RECORDED DATA:

* * *

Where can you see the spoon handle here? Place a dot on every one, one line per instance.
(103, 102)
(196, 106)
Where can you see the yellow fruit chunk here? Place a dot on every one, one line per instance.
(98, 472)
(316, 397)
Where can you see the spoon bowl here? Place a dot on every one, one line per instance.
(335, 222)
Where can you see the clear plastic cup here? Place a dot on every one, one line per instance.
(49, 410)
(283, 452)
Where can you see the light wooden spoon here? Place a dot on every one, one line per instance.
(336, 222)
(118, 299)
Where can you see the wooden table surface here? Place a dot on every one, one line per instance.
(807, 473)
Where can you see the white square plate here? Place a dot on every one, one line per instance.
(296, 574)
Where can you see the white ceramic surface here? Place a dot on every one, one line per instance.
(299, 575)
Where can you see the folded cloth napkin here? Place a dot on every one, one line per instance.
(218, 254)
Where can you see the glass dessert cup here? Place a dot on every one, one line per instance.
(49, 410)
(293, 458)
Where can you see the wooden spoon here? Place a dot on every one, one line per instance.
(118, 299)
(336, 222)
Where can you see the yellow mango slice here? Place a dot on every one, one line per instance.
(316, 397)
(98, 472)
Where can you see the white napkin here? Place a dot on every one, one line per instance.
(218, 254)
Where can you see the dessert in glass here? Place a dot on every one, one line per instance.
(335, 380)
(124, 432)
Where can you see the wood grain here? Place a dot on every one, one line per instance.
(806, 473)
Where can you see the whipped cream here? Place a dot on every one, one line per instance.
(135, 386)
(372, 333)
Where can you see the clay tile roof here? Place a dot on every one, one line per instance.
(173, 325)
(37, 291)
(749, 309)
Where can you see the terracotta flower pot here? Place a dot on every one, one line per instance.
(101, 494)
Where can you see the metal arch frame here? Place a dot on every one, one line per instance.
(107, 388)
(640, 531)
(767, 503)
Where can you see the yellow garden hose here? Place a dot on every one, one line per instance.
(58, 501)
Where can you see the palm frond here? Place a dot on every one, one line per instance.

* * *

WHAT THE TASK REQUIRES:
Return the data in its entirety, exactly as given.

RESPONSE BELOW:
Where can you see the spoon handle here? Place a dot on every one, one line per instance.
(103, 102)
(196, 106)
Where can you see the yellow fruit chunk here? Place a dot on every one, one line per instance.
(98, 472)
(316, 397)
Where can you see the spoon bowl here? Place a dot on every one, one line per instance.
(335, 222)
Where can you see the clear plastic cup here? Place a dot on every one, one line per instance.
(49, 410)
(283, 452)
Where can you see the light wooden spoon here? Place a dot on every one, one line per instance.
(336, 222)
(118, 299)
Where can you see the wooden table surface here? Place a dot on every one, one line per instance.
(807, 473)
Where can you see the white square plate here? Place a dot on every one, one line per instance.
(296, 574)
Where can you see the white ceramic surface here? Place a dot on every one, one line per instance.
(299, 575)
Where can you see the folded cloth napkin here? Place a dot on every one, one line per instance.
(218, 254)
Where can you see the glass dessert cup here? Place a dot on every one, one line per instance.
(49, 410)
(293, 458)
Where can you see the wooden spoon here? Place a dot on every one, one line per instance.
(118, 299)
(336, 222)
Where can you see the yellow mango slice here? Place a dot on every one, one line per instance.
(316, 397)
(98, 472)
Where can you see the white napkin here? Place a dot on every one, one line per instance.
(218, 254)
Where can you see the dessert in glass here? Place a dot on every one, one line per instance.
(335, 380)
(124, 432)
Where can you see the wood grain here? Place a dot on every one, one line per instance.
(806, 473)
Where can you see the whipped cream here? Place a dot on every one, one line per instance.
(135, 386)
(372, 333)
Where can you see the clay tile roof here? Place a dot on every one, one line per instance.
(173, 325)
(37, 291)
(749, 309)
Where can you see the terracotta flower pot here? Place a dot on every one, one line per instance.
(101, 494)
Where can you see the metal arch frame here? Place a dot on every one, one line per instance.
(107, 388)
(640, 531)
(767, 503)
Where can you see the yellow garden hose here? Place a dot on every one, one line per instance.
(58, 501)
Where can you see the palm frond here? Place a dot on every one, one line per instance.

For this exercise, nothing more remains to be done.